_PROBLEM_: List every line of the entries below that contains the word "exit", copying each one in full. Case counts.
** start of EXCERPTED DATA **
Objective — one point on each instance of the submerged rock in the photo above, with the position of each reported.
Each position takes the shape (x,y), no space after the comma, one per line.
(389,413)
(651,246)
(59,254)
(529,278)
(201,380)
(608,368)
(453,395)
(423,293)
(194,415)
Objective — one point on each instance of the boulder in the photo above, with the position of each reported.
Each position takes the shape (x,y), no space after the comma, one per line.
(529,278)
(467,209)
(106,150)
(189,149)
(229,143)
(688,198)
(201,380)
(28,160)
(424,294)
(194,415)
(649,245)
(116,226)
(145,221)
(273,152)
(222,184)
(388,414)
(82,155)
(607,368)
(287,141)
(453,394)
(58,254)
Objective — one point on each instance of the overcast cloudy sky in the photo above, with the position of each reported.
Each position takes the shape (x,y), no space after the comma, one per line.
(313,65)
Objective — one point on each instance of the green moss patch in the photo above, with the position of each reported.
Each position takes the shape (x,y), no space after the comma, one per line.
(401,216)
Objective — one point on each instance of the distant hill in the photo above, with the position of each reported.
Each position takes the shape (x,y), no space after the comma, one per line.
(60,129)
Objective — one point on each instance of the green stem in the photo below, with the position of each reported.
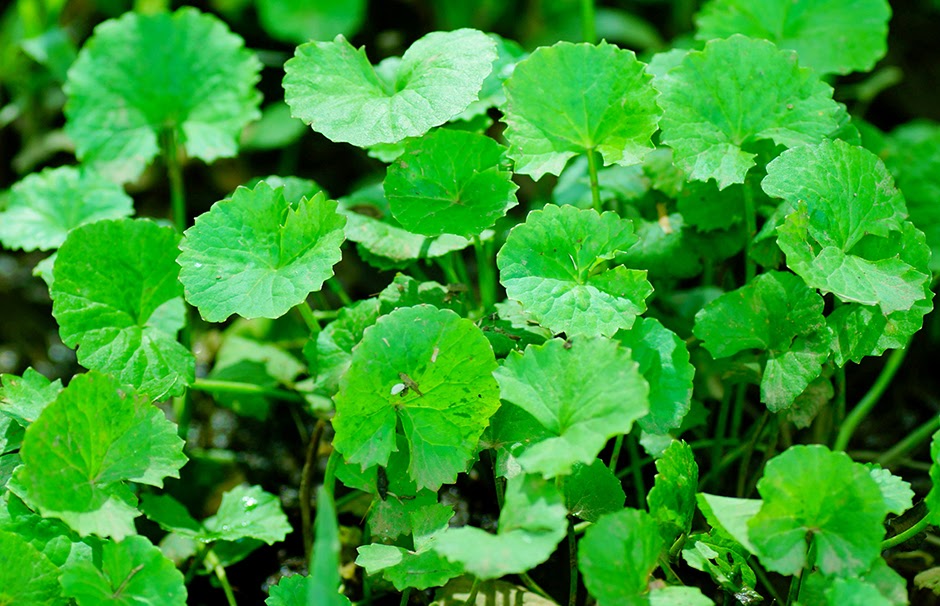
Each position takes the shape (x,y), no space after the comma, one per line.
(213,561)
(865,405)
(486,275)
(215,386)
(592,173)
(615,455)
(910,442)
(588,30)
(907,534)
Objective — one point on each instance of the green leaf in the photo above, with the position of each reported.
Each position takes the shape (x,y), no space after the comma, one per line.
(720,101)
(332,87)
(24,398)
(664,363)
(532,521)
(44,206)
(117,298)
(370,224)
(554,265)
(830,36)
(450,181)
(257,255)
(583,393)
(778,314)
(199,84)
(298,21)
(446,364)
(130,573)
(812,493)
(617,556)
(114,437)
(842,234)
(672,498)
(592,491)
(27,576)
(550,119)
** end of EXCERPTED DATA **
** start of EXCERPTED DATA **
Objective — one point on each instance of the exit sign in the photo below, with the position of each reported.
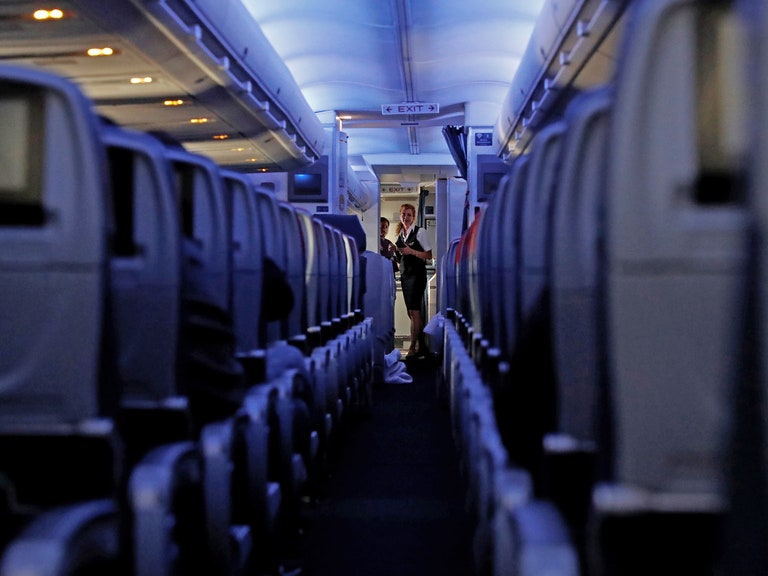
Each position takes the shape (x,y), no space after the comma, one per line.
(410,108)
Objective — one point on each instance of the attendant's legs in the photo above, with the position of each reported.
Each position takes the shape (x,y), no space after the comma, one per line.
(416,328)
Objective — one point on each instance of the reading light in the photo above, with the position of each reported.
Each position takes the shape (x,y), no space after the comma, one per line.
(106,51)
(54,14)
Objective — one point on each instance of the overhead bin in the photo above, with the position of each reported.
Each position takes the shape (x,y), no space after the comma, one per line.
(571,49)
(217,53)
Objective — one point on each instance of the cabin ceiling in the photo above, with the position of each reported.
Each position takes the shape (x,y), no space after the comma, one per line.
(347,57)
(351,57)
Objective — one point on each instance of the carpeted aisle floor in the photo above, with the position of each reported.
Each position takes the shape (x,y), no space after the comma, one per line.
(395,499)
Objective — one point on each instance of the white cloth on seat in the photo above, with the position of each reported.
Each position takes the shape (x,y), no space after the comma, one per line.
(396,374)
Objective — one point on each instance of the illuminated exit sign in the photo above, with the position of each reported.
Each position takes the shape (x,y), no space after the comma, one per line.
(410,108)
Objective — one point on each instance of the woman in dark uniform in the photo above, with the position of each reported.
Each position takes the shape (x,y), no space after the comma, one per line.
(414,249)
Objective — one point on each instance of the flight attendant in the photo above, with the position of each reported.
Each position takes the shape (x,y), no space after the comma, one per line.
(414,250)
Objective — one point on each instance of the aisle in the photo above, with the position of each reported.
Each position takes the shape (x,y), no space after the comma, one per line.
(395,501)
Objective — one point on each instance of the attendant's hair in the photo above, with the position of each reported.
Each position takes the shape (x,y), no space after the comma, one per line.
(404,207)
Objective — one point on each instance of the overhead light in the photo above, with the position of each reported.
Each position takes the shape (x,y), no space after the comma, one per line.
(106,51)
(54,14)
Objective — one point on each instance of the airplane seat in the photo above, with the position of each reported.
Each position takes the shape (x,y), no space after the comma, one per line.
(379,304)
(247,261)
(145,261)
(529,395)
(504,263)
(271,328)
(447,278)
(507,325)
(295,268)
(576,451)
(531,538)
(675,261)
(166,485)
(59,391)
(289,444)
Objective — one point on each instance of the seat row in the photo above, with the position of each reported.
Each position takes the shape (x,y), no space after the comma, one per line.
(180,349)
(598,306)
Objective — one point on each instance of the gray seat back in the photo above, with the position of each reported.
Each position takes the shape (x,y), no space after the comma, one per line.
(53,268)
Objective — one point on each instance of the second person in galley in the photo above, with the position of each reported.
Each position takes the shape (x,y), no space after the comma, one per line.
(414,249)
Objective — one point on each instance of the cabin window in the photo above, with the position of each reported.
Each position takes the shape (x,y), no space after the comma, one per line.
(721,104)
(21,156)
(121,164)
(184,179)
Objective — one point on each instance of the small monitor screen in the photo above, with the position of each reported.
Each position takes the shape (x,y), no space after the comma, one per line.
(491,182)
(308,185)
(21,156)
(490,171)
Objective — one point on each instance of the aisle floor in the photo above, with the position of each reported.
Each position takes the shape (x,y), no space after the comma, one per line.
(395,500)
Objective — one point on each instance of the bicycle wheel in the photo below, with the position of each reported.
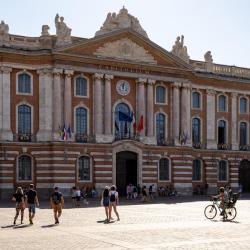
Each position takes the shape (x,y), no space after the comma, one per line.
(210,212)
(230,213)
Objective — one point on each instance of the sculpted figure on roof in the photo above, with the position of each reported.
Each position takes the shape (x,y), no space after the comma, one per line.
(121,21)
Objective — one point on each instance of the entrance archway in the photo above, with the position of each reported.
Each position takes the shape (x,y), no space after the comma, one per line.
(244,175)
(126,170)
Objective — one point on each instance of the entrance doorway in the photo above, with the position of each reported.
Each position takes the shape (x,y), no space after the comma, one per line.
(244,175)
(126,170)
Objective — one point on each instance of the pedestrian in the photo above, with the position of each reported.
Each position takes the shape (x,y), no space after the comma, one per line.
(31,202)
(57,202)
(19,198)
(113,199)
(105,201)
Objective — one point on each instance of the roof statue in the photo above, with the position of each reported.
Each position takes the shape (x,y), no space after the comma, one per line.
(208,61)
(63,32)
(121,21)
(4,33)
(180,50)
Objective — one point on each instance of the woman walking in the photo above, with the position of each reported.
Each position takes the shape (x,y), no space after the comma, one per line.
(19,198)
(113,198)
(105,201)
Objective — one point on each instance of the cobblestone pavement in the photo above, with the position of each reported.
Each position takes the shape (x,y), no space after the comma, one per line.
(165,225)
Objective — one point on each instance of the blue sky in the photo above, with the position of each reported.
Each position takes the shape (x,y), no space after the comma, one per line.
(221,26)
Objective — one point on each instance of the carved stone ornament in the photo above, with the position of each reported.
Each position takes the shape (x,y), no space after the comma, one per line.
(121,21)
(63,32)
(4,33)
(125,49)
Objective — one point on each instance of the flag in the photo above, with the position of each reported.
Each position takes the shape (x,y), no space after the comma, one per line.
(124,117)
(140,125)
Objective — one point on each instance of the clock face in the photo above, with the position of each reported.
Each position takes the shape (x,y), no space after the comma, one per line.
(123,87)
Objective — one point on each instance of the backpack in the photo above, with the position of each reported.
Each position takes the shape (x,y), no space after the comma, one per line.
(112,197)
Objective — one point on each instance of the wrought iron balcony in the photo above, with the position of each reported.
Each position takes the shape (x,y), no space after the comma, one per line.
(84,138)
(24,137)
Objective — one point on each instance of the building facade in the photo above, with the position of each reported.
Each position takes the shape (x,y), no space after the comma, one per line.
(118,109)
** end of EXCERPTED DATA **
_RESPONSE FOR THIS EXERCISE_:
Objective — one point on each instance of the exit sign in the photo below, with the position of each reported.
Objective — one point on each instance of the illuminated exit sign in the photo above, with the position of each reported.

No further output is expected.